MATERIAL PROVIDED:
++++
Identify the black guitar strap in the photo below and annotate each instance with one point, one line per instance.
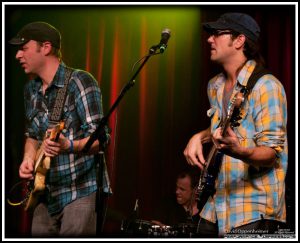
(257, 73)
(213, 171)
(60, 99)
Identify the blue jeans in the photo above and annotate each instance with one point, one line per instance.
(78, 218)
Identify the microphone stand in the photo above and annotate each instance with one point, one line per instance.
(100, 135)
(100, 129)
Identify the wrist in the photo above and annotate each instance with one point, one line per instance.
(71, 148)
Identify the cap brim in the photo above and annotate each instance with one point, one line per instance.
(17, 41)
(214, 26)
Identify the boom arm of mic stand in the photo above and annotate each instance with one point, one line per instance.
(100, 129)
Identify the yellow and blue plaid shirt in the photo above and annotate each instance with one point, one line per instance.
(244, 193)
(70, 176)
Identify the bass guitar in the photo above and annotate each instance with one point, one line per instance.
(210, 171)
(41, 166)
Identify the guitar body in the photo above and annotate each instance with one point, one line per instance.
(41, 167)
(209, 174)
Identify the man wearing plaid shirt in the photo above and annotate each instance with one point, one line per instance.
(250, 187)
(68, 207)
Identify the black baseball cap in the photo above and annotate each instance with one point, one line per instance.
(239, 22)
(38, 31)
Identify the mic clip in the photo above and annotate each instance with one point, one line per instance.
(154, 48)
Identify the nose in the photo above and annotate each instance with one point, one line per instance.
(19, 54)
(210, 39)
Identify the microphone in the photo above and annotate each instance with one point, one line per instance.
(165, 35)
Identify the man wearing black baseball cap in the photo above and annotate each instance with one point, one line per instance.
(59, 93)
(239, 22)
(248, 174)
(38, 31)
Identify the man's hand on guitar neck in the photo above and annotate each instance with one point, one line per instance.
(52, 148)
(26, 168)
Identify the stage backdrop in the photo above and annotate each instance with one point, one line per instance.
(166, 106)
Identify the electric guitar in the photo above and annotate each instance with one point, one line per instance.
(41, 166)
(206, 185)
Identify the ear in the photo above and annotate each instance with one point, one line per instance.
(239, 41)
(47, 46)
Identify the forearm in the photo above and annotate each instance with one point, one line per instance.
(258, 156)
(78, 146)
(205, 136)
(30, 149)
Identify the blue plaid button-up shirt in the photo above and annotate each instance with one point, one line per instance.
(70, 176)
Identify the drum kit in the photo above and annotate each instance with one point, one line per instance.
(146, 229)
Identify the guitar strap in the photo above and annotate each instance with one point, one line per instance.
(257, 73)
(213, 170)
(56, 114)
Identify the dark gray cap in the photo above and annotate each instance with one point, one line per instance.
(239, 22)
(38, 31)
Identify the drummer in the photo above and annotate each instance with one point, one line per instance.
(181, 207)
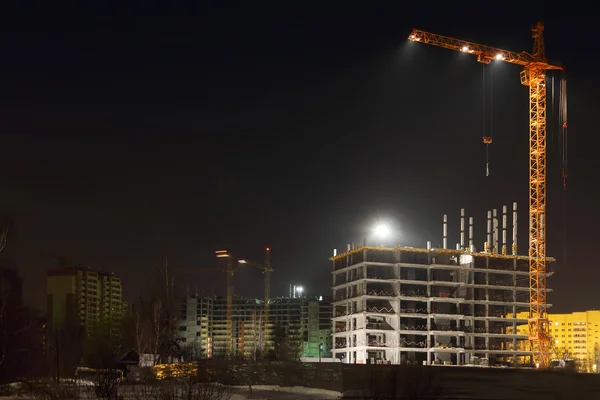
++++
WHAT NEEDS TO BE DONE:
Please write out all the records above again, swapping "annotate" for "mark" wherever it appears and keeping everything else the same. Omit the pictures.

TASK ANSWER:
Identify the black guitar strap in the photo below and mark each instance with one point, one line per instance.
(257, 73)
(213, 171)
(60, 99)
Identify the blue jeans in the photo above and mark each instance with one point, one line per instance.
(78, 218)
Identify the microphone stand in the photo above and mark each instance with one point, one line per instance.
(100, 135)
(100, 129)
Identify the wrist in the photo above and mark each instance with one point, one line per instance.
(71, 148)
Identify the cap brim in the photo above and mark each instance with one point, one line per instance.
(17, 41)
(214, 26)
Identify the boom arm of mic stand in the photo above and mark each instance with one point, one line per instance.
(100, 129)
Identify the yellow and blue plaid shirt in the photo above and mark each instance with one point, one line per instance.
(244, 193)
(70, 176)
Identify the bass guitar in the photo above and mark each instance with one point, one line per instance.
(210, 171)
(41, 166)
Identify the guitar body in the photo above and mark each instance with one point, one line per instance.
(41, 167)
(209, 174)
Identify the man wearing plaid shirt in the photo above and mark each instance with one point, one line per instance.
(250, 187)
(68, 207)
Identify the black baseball cap in the photo above and mark each instance with one point, one line per instance.
(239, 22)
(38, 31)
Identify the mic clip in the photo above and mark each instance with one point, one line per instance.
(154, 48)
Identify the nose in the photo above and mark each instance with one point, one line per instance.
(19, 54)
(210, 39)
Identify the microphone in the photo above and mark each instance with one point, one line per instance.
(165, 35)
Identify the man wearing black baseball cap in the photo above and mark each instance with one point, one line per instance.
(59, 93)
(239, 22)
(248, 174)
(38, 31)
Identify the man's hand on guitar neck in the photo above and mark each instance with one point, one line per instance.
(52, 148)
(26, 168)
Identify the stage backdrop in the photo above and mark each instance with one point, one line per instance.
(166, 106)
Identify the electric guitar in the photo above and mark each instance with one point, one line per instance.
(41, 166)
(206, 185)
Identify the ear in the photo above and mark each instance with one point, one line per instance.
(239, 41)
(47, 46)
Identify the forearm in the photo above and mark each instance with one point, one line per instance.
(258, 156)
(78, 146)
(205, 136)
(30, 149)
Identify the blue plaid button-up shirt in the photo above and mark each instance with one point, one line per instance.
(70, 176)
Identify the drum kit in the photo above and mark each instance with one point, one line per instance.
(146, 229)
Identify the guitar strap in the photo above and mark each instance with one point, one line per instance.
(257, 73)
(213, 170)
(56, 114)
Identify the dark gray cap in the photo above and mark each instance with one point, one line per instance.
(239, 22)
(38, 31)
Identify the drummer in the photo above and mark each instance with one point, one line per instance.
(181, 207)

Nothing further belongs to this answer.